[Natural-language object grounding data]
· · · · ·
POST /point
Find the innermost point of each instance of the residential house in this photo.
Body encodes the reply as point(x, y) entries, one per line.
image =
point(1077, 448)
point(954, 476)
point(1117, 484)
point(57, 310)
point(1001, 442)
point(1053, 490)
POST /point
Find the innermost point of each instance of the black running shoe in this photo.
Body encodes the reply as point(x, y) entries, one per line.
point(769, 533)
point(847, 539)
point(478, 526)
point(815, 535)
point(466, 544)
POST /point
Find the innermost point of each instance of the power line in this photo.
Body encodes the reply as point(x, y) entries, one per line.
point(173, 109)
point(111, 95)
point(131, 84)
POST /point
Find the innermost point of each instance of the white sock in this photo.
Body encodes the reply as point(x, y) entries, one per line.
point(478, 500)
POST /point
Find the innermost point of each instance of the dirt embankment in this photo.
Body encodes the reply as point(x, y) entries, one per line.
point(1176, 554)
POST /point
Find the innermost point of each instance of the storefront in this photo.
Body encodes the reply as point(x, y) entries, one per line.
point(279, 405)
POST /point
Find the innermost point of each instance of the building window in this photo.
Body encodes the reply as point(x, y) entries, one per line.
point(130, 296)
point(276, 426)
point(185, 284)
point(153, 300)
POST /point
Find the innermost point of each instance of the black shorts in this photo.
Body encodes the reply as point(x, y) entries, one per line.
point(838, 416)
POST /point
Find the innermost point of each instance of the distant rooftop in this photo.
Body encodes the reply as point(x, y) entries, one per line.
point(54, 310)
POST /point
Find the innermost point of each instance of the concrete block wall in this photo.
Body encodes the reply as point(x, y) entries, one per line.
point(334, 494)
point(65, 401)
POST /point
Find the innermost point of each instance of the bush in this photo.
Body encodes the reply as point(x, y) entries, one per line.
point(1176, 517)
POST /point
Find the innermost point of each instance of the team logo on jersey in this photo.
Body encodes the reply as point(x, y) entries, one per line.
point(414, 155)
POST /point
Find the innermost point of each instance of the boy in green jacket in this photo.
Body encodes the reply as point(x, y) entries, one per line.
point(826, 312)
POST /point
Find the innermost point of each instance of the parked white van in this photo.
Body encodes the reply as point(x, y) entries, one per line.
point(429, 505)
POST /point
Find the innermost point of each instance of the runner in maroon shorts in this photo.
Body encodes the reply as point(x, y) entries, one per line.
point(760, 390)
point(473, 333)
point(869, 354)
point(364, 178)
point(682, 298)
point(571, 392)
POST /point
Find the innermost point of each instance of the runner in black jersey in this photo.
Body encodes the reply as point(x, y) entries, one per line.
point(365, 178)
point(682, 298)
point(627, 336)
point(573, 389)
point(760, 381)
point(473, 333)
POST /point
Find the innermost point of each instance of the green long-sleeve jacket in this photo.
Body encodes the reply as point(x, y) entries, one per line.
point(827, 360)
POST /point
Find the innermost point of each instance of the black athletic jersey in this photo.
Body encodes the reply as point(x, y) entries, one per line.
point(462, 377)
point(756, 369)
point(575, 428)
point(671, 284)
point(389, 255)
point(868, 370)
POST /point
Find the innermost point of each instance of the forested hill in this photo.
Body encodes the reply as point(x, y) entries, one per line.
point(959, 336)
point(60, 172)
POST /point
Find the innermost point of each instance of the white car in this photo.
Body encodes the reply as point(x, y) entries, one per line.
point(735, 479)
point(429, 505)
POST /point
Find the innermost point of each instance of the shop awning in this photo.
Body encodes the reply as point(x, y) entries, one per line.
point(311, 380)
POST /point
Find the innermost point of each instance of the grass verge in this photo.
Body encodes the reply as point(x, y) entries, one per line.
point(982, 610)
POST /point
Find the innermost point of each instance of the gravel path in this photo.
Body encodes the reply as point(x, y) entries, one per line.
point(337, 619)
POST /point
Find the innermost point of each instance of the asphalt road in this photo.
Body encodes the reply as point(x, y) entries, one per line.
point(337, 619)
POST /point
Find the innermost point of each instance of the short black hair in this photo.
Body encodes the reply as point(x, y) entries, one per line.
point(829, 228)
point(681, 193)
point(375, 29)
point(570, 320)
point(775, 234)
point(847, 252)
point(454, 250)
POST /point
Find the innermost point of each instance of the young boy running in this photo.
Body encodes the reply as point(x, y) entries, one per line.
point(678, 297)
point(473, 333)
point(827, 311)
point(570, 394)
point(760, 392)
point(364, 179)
· · · · ·
The answer is each line from the entries above in which the word "jacket" occurs.

## Answer to the problem
Find the innermost point of each instance of the boy in green jacket in this photo.
Find the innermost point of each instance of the green long-sleeve jacket in this photo.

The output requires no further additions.